■ Work to complete
Below are some records; give them all again exactly, but not the pictures.

[Named region outline records]
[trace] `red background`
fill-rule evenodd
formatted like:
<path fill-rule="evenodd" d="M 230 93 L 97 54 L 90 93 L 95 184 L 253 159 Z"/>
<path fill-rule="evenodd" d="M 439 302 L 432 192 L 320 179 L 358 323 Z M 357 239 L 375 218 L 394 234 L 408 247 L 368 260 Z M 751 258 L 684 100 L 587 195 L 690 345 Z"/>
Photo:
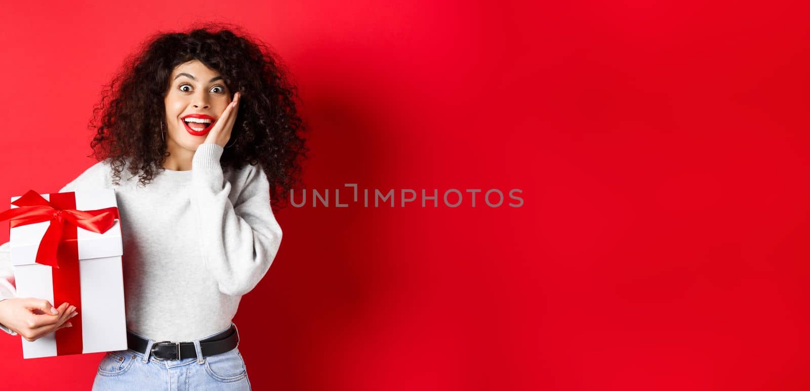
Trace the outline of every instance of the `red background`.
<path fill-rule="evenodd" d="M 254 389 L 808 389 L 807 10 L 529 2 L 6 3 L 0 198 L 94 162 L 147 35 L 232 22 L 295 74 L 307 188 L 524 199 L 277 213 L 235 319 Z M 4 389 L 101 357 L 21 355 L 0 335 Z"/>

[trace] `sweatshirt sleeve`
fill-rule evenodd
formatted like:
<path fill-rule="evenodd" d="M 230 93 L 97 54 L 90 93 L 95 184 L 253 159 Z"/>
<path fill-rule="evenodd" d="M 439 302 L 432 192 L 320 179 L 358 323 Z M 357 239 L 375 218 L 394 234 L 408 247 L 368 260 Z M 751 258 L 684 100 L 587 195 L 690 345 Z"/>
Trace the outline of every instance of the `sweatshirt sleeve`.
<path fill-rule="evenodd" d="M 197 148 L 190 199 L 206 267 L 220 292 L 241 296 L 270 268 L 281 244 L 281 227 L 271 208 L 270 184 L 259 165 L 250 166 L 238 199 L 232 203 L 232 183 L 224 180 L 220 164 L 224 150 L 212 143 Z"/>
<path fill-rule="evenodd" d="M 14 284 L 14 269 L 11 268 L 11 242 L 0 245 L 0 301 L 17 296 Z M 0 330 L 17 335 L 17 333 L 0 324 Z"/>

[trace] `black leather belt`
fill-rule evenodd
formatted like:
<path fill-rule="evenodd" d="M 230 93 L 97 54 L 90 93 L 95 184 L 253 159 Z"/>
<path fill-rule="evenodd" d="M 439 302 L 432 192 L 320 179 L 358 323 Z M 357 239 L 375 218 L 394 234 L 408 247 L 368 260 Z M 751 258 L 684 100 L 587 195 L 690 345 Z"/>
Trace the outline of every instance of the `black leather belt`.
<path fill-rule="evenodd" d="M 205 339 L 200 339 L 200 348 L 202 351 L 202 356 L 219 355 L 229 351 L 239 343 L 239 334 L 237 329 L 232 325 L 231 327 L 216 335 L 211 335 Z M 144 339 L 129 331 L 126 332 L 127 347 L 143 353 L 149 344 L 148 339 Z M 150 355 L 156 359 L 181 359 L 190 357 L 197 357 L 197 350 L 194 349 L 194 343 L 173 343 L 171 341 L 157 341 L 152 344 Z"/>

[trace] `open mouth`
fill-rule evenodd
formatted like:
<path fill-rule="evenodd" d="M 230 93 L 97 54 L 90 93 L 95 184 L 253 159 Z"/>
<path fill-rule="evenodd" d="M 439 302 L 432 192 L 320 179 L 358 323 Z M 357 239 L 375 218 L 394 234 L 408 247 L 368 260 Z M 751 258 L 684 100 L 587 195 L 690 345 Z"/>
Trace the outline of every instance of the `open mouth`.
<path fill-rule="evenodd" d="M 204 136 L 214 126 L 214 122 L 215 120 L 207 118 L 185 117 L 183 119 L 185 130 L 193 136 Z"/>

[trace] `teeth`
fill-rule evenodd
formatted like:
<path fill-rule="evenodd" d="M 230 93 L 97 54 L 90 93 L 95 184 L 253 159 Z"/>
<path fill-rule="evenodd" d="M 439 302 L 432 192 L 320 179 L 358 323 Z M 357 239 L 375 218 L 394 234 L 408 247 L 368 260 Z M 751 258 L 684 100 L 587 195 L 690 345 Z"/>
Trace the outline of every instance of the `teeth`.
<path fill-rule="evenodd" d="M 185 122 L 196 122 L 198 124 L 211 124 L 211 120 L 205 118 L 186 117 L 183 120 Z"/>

■ Final answer
[trace] `red background`
fill-rule evenodd
formatted like:
<path fill-rule="evenodd" d="M 230 93 L 97 54 L 90 93 L 95 184 L 253 159 Z"/>
<path fill-rule="evenodd" d="M 439 302 L 432 192 L 320 179 L 358 323 Z M 357 239 L 375 218 L 394 234 L 408 247 L 368 260 Z M 751 258 L 684 100 L 587 195 L 690 345 Z"/>
Photo:
Trace the outline of every instance of the `red background`.
<path fill-rule="evenodd" d="M 254 389 L 808 389 L 807 10 L 529 2 L 6 3 L 0 198 L 94 162 L 147 35 L 232 22 L 295 74 L 307 188 L 524 199 L 277 213 L 235 319 Z M 4 389 L 101 357 L 21 355 L 0 335 Z"/>

[trace] `sweatshirt sleeve`
fill-rule evenodd
formatted like:
<path fill-rule="evenodd" d="M 230 93 L 97 54 L 90 93 L 95 184 L 253 159 Z"/>
<path fill-rule="evenodd" d="M 439 302 L 432 192 L 320 179 L 358 323 Z M 357 239 L 375 218 L 394 234 L 408 247 L 368 260 Z M 751 258 L 684 100 L 587 195 L 690 345 Z"/>
Trace the outline of every instance of the `sweatshirt sleeve`.
<path fill-rule="evenodd" d="M 197 148 L 190 199 L 206 267 L 220 292 L 241 296 L 270 268 L 281 244 L 281 227 L 271 208 L 270 184 L 259 165 L 250 166 L 238 199 L 232 203 L 232 183 L 224 180 L 220 164 L 224 150 L 212 143 Z"/>
<path fill-rule="evenodd" d="M 14 284 L 14 269 L 11 268 L 11 242 L 0 245 L 0 301 L 17 296 Z M 0 330 L 17 335 L 17 333 L 0 324 Z"/>

[trace] `black leather belt`
fill-rule evenodd
formatted like:
<path fill-rule="evenodd" d="M 230 93 L 97 54 L 90 93 L 95 184 L 253 159 Z"/>
<path fill-rule="evenodd" d="M 439 302 L 432 192 L 320 179 L 358 323 Z M 357 239 L 375 218 L 394 234 L 408 247 L 368 260 Z M 751 258 L 684 100 L 587 195 L 690 345 Z"/>
Trace the outline of every instance of the `black leather belt`.
<path fill-rule="evenodd" d="M 205 339 L 200 339 L 200 348 L 202 351 L 202 356 L 219 355 L 229 351 L 239 343 L 239 334 L 237 329 L 232 325 L 231 327 L 216 335 L 211 335 Z M 144 339 L 129 331 L 126 332 L 127 347 L 143 353 L 149 344 L 148 339 Z M 150 355 L 156 359 L 181 359 L 190 357 L 197 357 L 197 350 L 194 349 L 194 343 L 173 343 L 171 341 L 157 341 L 152 344 Z"/>

[trace] `open mouth`
fill-rule evenodd
formatted like:
<path fill-rule="evenodd" d="M 230 93 L 97 54 L 90 93 L 95 184 L 253 159 Z"/>
<path fill-rule="evenodd" d="M 439 302 L 432 192 L 320 179 L 358 323 Z M 357 239 L 375 218 L 394 234 L 408 247 L 368 260 Z M 751 258 L 684 100 L 587 195 L 690 345 Z"/>
Trace the outline of every instance of the `open mouth`.
<path fill-rule="evenodd" d="M 204 136 L 214 126 L 214 122 L 215 120 L 207 118 L 185 117 L 183 119 L 185 130 L 193 136 Z"/>

[trace] `teeth`
fill-rule evenodd
formatted like:
<path fill-rule="evenodd" d="M 230 93 L 97 54 L 90 93 L 95 184 L 253 159 Z"/>
<path fill-rule="evenodd" d="M 439 302 L 432 192 L 320 179 L 358 323 Z M 357 239 L 375 218 L 394 234 L 408 247 L 368 260 Z M 751 258 L 684 100 L 587 195 L 690 345 Z"/>
Trace the outline of every instance of the `teeth`.
<path fill-rule="evenodd" d="M 185 122 L 196 122 L 198 124 L 211 124 L 211 120 L 205 118 L 186 117 L 183 120 Z"/>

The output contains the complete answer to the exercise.